-- Begin --

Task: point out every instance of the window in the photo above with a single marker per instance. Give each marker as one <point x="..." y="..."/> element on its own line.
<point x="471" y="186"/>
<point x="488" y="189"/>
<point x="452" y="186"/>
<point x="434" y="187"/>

-- End --

■ EXERCISE DESCRIPTION ■
Could you print every row above again, character for character?

■ RESULT OF THE TASK ■
Task: point out every instance of the window in the photo above with a single marker per instance. Give each marker as one <point x="..." y="..."/> element on its own line.
<point x="471" y="186"/>
<point x="488" y="189"/>
<point x="452" y="186"/>
<point x="434" y="187"/>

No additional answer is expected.